** Records provided **
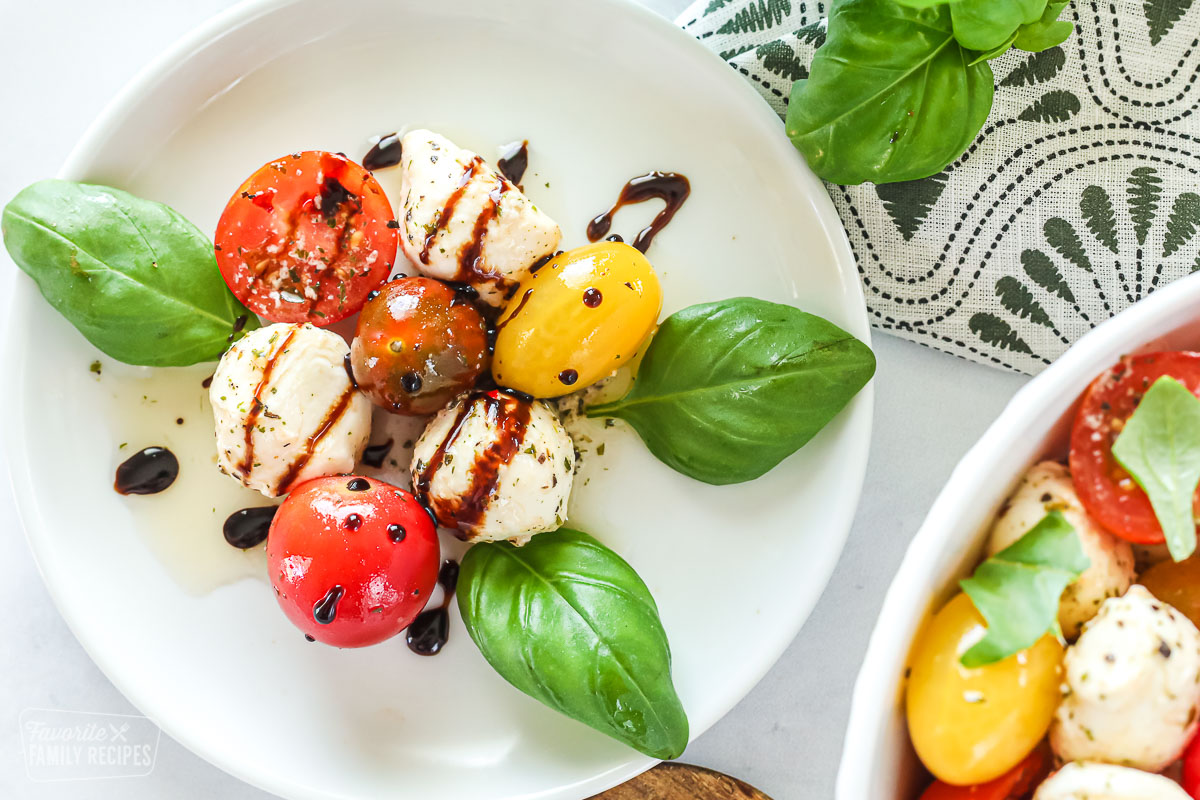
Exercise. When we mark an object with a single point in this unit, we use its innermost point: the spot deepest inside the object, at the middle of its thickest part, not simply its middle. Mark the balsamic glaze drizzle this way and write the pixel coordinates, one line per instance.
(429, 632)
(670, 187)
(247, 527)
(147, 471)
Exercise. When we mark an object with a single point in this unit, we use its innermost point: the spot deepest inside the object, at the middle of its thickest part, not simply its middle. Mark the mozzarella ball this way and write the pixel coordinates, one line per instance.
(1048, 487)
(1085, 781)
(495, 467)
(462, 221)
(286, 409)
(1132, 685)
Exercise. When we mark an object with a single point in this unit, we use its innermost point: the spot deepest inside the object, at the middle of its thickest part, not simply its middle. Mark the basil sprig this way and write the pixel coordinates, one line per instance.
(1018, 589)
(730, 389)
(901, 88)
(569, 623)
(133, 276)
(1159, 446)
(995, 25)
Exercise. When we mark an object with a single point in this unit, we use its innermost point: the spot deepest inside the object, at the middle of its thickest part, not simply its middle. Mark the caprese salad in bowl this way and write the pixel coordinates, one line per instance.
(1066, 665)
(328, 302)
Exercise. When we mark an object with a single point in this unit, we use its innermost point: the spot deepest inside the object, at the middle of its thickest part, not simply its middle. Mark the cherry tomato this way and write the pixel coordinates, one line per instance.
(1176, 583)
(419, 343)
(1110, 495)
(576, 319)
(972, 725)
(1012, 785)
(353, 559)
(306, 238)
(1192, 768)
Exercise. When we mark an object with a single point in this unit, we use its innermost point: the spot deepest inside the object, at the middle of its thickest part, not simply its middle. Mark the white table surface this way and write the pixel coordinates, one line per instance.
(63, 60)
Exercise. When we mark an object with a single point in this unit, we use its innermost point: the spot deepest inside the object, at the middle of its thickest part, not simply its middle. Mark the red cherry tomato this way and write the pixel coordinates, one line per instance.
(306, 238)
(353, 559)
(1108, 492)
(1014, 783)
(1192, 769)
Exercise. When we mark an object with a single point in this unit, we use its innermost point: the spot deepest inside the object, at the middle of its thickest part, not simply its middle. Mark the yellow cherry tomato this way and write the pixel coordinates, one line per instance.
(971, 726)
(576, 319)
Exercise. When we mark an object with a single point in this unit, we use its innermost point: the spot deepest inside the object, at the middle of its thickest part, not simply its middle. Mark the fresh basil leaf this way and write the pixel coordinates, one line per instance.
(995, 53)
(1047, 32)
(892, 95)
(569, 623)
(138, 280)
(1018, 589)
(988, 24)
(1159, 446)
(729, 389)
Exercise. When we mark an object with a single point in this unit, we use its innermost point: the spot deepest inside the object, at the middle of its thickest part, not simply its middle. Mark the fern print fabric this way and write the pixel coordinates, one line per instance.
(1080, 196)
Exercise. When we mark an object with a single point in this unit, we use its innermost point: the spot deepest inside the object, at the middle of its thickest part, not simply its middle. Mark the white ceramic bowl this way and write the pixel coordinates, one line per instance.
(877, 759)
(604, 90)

** Your objective **
Copy every record verbatim while leaving each picture out.

** Answer to this exercise **
Exercise. When we mark an object with a single point in this unit, we use its innermost point: the spot deepest inside the object, at the middle of its thickest part, not simply its middle. Mark the balsamic glaze drizzle this way and write the pixel coordinates, one line per instance.
(429, 632)
(670, 187)
(247, 527)
(147, 471)
Exercise. When we mark an object with a single point in this unit, we use its innermost point: the spot deepest inside the object, at the middle of its thickest part, not simply its middle. Mark the mozzarella ball this way and write the pixel coordinates, one line per instance.
(1048, 487)
(1085, 781)
(495, 467)
(462, 221)
(286, 409)
(1132, 685)
Exercise. When we mark an object with a single point in this unit, we use its innermost point: the spot deepest inside the object, at the middle of its thickest part, not simply its middle. Mark the basil sprig this way and write the pixel coordinates, one line per instance.
(1018, 589)
(730, 389)
(901, 88)
(569, 623)
(133, 276)
(1159, 446)
(995, 25)
Exercise. When we mark an object with a single point in this unit, we use its innermost point: the spot deepest inside the object, at the middle of its thickest part, not simply its middle. Mark the caprese salad in bowl this way and write the pixel coordinates, one line per instance.
(1066, 665)
(328, 302)
Exercise. When we mark an object with a single point in this unit, we use its innermost point: the spot deepest inside the object, at the middle of its thickest part, not simply its middle. Mark the cherry tomato this way and write the pixel coordinates, one line per instance.
(1176, 583)
(419, 343)
(1110, 495)
(576, 319)
(972, 725)
(1012, 785)
(353, 559)
(306, 238)
(1192, 768)
Exercise. When we mark an object with a single point in this unit, we use its innermost point: the spot deepest inside the object, at the middle of its thickest part, not simply its middle. Mark the white table surface this way and write the pixel coordinates, one line per instance.
(63, 60)
Exercise. When we mark an object with a single point in this unit, we use its innermost point: the spot deepest inside the object, at the middle of its thickest part, not simply its middle. Mark the red cherry tomato this way and write the pixel coordinates, one line per instance.
(306, 238)
(353, 559)
(1108, 492)
(1014, 783)
(1192, 769)
Exercise. When we mark an object with a single point in this unit, we use its innermost point: the spot deepest inside the object, at the middle of its thickest part, not simply its middle. Mark the yellow cherry tomato this way and write the pixel coordinates, one line per instance.
(971, 726)
(576, 319)
Exercise. When we mark an object with a single point in this unit, we use its innermost point: the spot deepest inside the object, at the middle of its thickest part, not simply its middle. Mark the fresh basil leaf this way and write the pixel coordinates, one line per instance.
(995, 53)
(1047, 32)
(892, 95)
(569, 623)
(138, 280)
(1018, 589)
(988, 24)
(1159, 446)
(729, 389)
Exercise. When we mark an object with a single point in this unit, we use its innermost point: the spot deepest inside the object, at the middle of its thickest part, not simply its middle. Mark the fern print fabric this way and write the pixel coordinates, one line per instance.
(1080, 196)
Exercise. When we mark an object with a single point in this unit, we use its innermost point: the spot deepest inside the object, at the middle of its thickest part, not simply its middle. Mark the white ceramic bowl this way and write the pixel coordinates, one line per instance.
(877, 759)
(604, 90)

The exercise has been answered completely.